**Directions for this task:**
Check every line of the material below for the string "plate", and return the ones that have it.

**Exercise data:**
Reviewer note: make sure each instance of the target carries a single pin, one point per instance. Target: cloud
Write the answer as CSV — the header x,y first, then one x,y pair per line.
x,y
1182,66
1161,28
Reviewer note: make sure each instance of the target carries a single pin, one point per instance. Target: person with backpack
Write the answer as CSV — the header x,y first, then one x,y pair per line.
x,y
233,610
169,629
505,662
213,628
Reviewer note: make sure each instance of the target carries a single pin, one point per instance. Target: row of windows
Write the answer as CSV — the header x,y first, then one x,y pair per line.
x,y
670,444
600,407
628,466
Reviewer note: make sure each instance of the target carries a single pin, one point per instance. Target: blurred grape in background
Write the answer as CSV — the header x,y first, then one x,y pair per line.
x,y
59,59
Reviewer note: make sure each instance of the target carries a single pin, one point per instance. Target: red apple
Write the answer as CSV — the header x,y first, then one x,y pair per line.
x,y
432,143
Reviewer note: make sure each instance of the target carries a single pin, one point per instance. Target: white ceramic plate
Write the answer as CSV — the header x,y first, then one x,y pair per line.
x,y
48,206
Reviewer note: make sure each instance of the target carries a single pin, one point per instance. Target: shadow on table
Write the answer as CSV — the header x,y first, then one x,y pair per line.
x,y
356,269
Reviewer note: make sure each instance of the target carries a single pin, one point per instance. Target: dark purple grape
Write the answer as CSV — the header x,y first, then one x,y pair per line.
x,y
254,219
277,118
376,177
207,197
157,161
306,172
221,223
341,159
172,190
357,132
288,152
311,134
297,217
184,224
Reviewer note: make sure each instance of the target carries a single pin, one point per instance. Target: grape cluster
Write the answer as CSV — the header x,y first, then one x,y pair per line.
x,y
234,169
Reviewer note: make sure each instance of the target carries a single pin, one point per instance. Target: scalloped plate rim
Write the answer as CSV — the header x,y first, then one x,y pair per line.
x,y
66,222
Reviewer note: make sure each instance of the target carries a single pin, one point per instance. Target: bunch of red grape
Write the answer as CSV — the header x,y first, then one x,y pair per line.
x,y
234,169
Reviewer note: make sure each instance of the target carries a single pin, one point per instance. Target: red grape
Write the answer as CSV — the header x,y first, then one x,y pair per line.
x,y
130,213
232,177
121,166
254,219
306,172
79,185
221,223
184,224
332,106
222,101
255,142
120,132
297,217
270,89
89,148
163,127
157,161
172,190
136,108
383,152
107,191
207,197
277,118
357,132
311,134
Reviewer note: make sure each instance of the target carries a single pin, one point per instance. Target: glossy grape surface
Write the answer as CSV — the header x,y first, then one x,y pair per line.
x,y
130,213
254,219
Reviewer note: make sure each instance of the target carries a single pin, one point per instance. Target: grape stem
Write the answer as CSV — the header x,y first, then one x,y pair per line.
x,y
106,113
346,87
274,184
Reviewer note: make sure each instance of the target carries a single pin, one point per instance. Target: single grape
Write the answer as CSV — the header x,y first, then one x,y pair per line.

**Written reply:**
Reviewer note: make sure each instance of the target carries a single pin, one point per instance. Target: white ceramic plate
Reviewer note: make sure each instance of the target carries a single pin, one point per instance. Target: scalloped plate rim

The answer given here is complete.